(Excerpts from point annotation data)

┌──

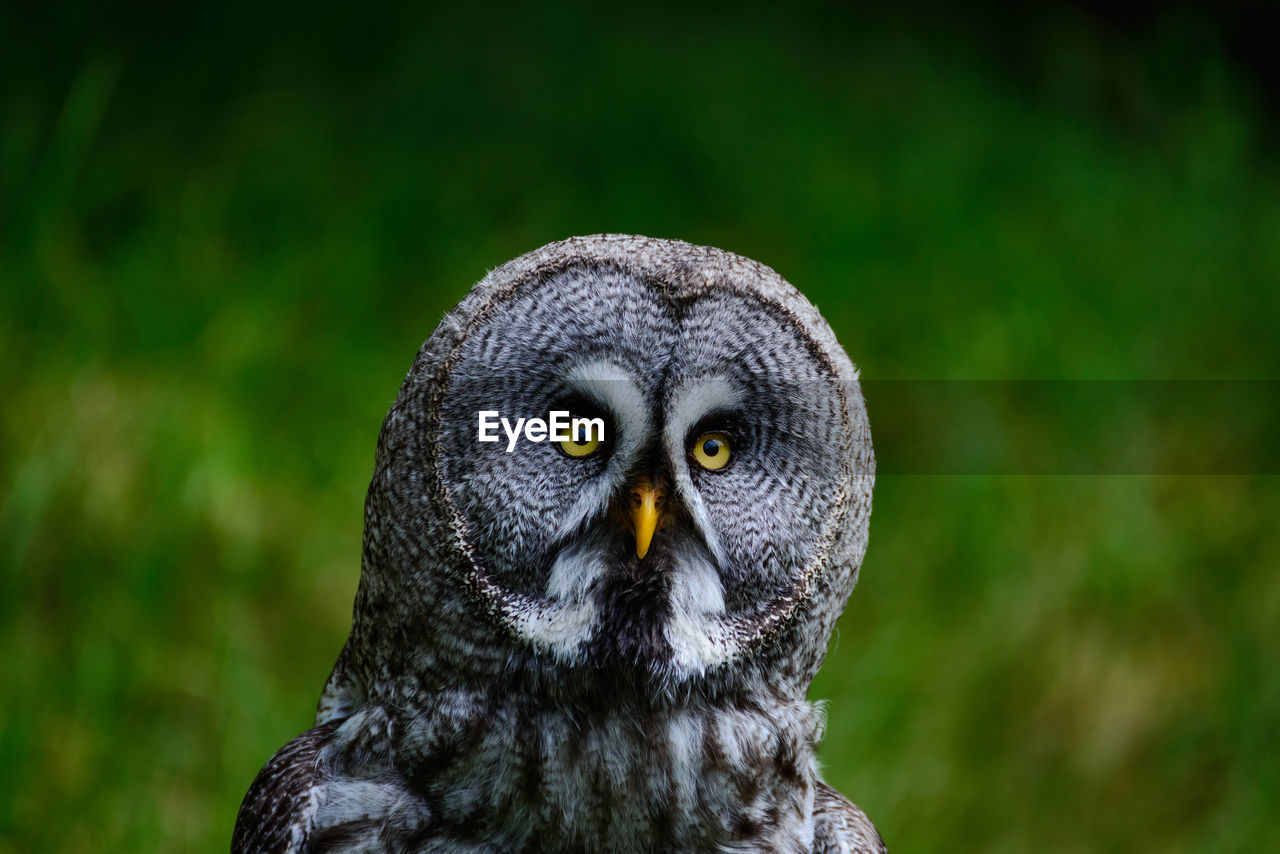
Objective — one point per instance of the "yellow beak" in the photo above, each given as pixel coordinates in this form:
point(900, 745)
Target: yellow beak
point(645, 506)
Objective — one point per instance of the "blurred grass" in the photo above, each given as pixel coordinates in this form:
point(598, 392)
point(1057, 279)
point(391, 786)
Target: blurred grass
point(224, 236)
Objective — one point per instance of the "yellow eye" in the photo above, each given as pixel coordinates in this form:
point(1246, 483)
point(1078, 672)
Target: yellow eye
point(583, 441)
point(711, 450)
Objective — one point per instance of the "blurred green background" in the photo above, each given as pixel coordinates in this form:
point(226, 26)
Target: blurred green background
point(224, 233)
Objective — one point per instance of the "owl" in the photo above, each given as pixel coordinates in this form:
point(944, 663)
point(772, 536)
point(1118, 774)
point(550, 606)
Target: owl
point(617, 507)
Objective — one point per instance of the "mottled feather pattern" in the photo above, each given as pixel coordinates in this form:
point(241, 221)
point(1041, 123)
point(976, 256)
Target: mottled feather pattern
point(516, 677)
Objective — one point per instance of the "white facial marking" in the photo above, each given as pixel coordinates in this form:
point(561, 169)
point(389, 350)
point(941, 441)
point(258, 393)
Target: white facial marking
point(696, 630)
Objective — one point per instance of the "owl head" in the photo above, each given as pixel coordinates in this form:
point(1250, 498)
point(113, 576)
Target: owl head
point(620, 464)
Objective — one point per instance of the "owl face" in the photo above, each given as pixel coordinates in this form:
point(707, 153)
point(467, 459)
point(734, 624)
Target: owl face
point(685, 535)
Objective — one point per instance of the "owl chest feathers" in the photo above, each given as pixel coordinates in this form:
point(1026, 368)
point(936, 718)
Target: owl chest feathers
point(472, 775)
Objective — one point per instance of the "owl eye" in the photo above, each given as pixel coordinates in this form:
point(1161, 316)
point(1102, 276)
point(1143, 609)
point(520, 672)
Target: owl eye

└──

» DIRECTIONS FOR THIS TASK: Rewrite all of the lines above so that "pixel coordinates" becomes "image coordinates" wherever it occurs, keeping everything else the same. Leave the pictures out of your output.

» ANSWER TO THE PROBLEM:
Objective — one point per instance of the "yellow beak" in the photo above, each given as image coordinates in this form:
point(900, 745)
Target: yellow beak
point(645, 506)
Objective — one point per instance of the "blurred grass" in the photo above, each given as image coordinates in this form:
point(598, 392)
point(1057, 279)
point(391, 786)
Target: blurred grass
point(224, 236)
Objective — one point per instance of the "yellow eye" in the photo above, each given as image coordinates in this form:
point(1246, 483)
point(1078, 672)
Target: yellow eye
point(583, 441)
point(711, 450)
Objective — one point per instance of the "blurred green background" in the photo above, each given as image coordinates in this form:
point(226, 26)
Target: blurred green background
point(224, 233)
Objective — one point per instance of the "owl" in the photo above, each given as image coordinates in this form:
point(944, 663)
point(772, 536)
point(1118, 774)
point(550, 606)
Target: owl
point(617, 507)
Objective — one point per instance of the "mottled feather pattern" in the photo above, each given as image coordinates in this form:
point(241, 221)
point(1041, 123)
point(976, 256)
Target: mottled feather pattern
point(516, 677)
Objective — one point per instance of the "white facial marking" in the photo above, each given as image coordinates in this form:
point(561, 169)
point(389, 350)
point(941, 441)
point(258, 393)
Target: white facial marking
point(696, 630)
Objective — one point per instance of the "owl head" in the photo above, each given as image coordinates in this form:
point(1250, 498)
point(113, 576)
Target: owl head
point(620, 464)
Objective — one point per instance of the "owl face" in the photo above, each given as image coordinates in this form:
point(707, 153)
point(467, 459)
point(734, 624)
Target: owl face
point(685, 535)
Objective — one point per instance of the "owl chest feathers" in the photo above, each given as image coordinates in this form:
point(1026, 368)
point(936, 718)
Target: owl chest feathers
point(472, 775)
Objective — one point per instance of the "owl eye" in the photo above, each given as image coordinates in this form:
point(1161, 316)
point(1102, 276)
point(1143, 609)
point(520, 672)
Target: owl eye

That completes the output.